• [Фрагмент текста]:
------

17. А нет ли прецедента лишения ореола священности категорий «народ» и «государственный суверенитет»?

   Есть такой прецедент, как нельзя более актуальный сегодня. Уже в 1992-м году я проводил аналогию между дудаевским, гамсахурдиевским и гитлеровским режимами и идеологиями. Продолжу аналогию и на моральную оценку этих режимов и на методы борьбы с ними.
   Может ли быть виновен целый народ? Можно ли обвинять весь чеченский народ в преступлениях, творившихся и творящихся на территории Чечни со времени прихода к власти Дудаева?
   Но ведь ответ дан решениями Потсдамской конференции: «Союзные армии осуществляют оккупацию всей Германии, и германский народ начал искупать ужасные преступления, совершенные под руководством тех, которым во время их успехов он открыто выражал свое одобрение и слепо повиновался.

------

• [Задание A]:
Ответьте по фрагменту на вопросы:
(i) Какой год назван во фрагменте как время, когда проводилась аналогия между дудаевским, гамсахурдиевским и гитлеровским режимами?
(ii) На решения какой конференции ссылается фрагмент?
(iii) Что, согласно приведенной цитате, осуществляют союзные армии?
Фрагмент и записи между собой никак не связаны.

------

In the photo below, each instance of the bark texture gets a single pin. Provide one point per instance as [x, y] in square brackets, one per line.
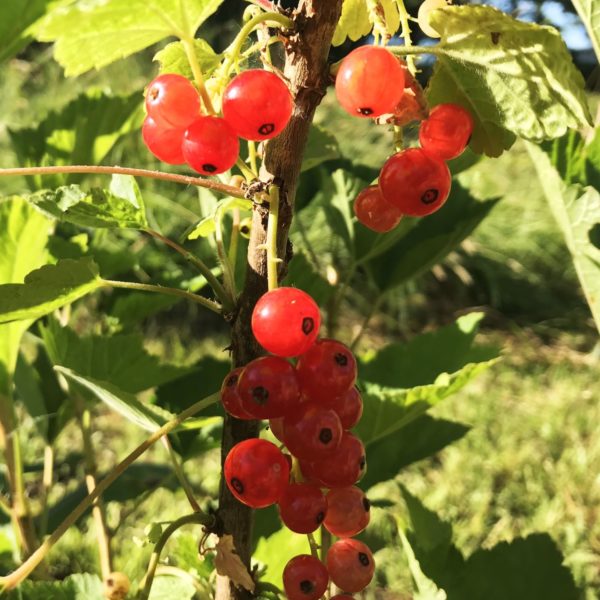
[307, 71]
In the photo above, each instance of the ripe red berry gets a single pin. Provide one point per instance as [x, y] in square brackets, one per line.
[286, 321]
[315, 433]
[374, 211]
[256, 472]
[257, 104]
[305, 578]
[343, 467]
[349, 408]
[210, 146]
[445, 133]
[348, 511]
[326, 370]
[350, 565]
[172, 101]
[230, 397]
[370, 82]
[268, 387]
[415, 183]
[164, 143]
[302, 507]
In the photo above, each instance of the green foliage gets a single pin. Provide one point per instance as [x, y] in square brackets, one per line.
[516, 78]
[93, 36]
[47, 289]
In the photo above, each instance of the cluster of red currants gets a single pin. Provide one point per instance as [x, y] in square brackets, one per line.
[415, 181]
[256, 105]
[310, 406]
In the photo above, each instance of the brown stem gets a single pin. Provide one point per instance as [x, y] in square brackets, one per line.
[306, 69]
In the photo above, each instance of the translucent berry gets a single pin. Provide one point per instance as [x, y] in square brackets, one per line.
[257, 473]
[230, 397]
[348, 511]
[313, 434]
[370, 82]
[350, 565]
[257, 104]
[164, 143]
[305, 578]
[415, 183]
[302, 507]
[286, 321]
[343, 467]
[349, 408]
[326, 370]
[374, 211]
[210, 146]
[268, 387]
[172, 101]
[446, 132]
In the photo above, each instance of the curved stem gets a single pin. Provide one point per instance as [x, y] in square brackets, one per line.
[10, 581]
[216, 186]
[159, 289]
[197, 518]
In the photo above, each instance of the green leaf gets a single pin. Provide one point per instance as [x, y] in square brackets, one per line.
[577, 212]
[119, 207]
[21, 226]
[94, 34]
[173, 59]
[516, 78]
[47, 289]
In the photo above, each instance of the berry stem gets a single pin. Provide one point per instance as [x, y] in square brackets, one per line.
[13, 579]
[215, 186]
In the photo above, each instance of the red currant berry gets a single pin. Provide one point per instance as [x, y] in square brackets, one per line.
[257, 473]
[230, 397]
[326, 370]
[172, 101]
[374, 211]
[305, 578]
[350, 565]
[348, 511]
[314, 434]
[286, 321]
[302, 507]
[164, 143]
[343, 467]
[349, 408]
[370, 82]
[257, 104]
[415, 183]
[210, 146]
[269, 388]
[446, 132]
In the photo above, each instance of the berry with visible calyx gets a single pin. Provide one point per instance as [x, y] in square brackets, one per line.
[305, 578]
[163, 142]
[348, 511]
[302, 507]
[312, 434]
[374, 211]
[230, 397]
[445, 133]
[257, 104]
[286, 321]
[256, 472]
[349, 408]
[172, 101]
[343, 467]
[350, 565]
[210, 146]
[268, 388]
[415, 183]
[326, 370]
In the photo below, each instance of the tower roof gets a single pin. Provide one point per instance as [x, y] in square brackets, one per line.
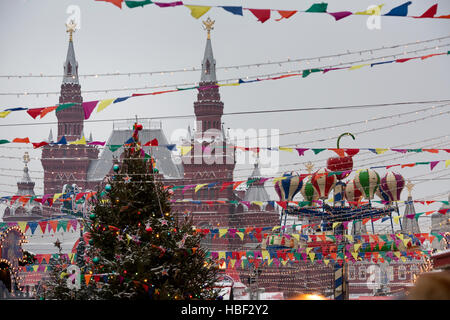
[71, 64]
[208, 63]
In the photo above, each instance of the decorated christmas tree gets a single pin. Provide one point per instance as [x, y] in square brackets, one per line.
[137, 248]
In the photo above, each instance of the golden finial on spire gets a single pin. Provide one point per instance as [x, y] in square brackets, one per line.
[71, 28]
[209, 25]
[409, 186]
[309, 167]
[26, 158]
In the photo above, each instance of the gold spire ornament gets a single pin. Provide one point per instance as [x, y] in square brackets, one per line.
[409, 186]
[208, 26]
[26, 158]
[71, 27]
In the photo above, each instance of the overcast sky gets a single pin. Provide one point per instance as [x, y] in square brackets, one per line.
[34, 40]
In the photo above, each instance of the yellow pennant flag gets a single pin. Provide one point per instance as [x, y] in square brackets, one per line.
[197, 11]
[374, 11]
[358, 66]
[229, 84]
[380, 150]
[3, 114]
[447, 163]
[81, 141]
[104, 103]
[222, 232]
[199, 186]
[349, 237]
[22, 225]
[185, 150]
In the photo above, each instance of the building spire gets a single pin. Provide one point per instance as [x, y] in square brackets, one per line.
[208, 63]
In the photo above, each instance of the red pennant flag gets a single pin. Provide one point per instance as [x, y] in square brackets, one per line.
[404, 60]
[47, 110]
[117, 3]
[285, 14]
[262, 14]
[21, 140]
[430, 13]
[35, 112]
[39, 144]
[282, 204]
[152, 143]
[43, 225]
[226, 184]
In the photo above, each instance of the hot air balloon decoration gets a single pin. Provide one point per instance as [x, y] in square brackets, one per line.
[308, 191]
[352, 193]
[392, 185]
[289, 187]
[342, 163]
[323, 183]
[367, 181]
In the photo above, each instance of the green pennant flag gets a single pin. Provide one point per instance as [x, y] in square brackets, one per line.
[318, 7]
[64, 106]
[308, 72]
[114, 147]
[137, 3]
[317, 151]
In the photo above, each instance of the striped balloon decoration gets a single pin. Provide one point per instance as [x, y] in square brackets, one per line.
[289, 187]
[308, 191]
[323, 183]
[352, 193]
[367, 181]
[392, 184]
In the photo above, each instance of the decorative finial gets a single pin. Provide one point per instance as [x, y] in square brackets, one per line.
[209, 25]
[26, 158]
[71, 28]
[409, 186]
[309, 167]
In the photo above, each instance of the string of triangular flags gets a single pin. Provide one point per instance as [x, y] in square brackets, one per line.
[45, 226]
[89, 106]
[264, 14]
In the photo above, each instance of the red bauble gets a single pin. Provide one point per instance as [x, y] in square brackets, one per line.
[340, 164]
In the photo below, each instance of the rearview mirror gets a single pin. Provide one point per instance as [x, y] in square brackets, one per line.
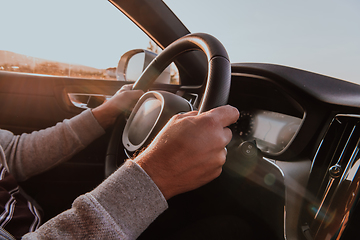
[134, 62]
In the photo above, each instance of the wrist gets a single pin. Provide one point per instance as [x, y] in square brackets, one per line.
[105, 119]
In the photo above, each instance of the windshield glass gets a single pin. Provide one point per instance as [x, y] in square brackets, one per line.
[318, 36]
[67, 38]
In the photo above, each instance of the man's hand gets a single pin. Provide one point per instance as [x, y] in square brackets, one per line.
[189, 151]
[122, 102]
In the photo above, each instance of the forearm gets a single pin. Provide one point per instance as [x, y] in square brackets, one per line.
[30, 154]
[122, 207]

------

• [Задание B]: Подсчитайте, сколько строк записей содержат слово «green». Укажите только число.

• [Ответ A]:
(i) 1992 год.
(ii) Потсдамской конференции.
(iii) Оккупацию всей Германии.

• [Ответ B]: 3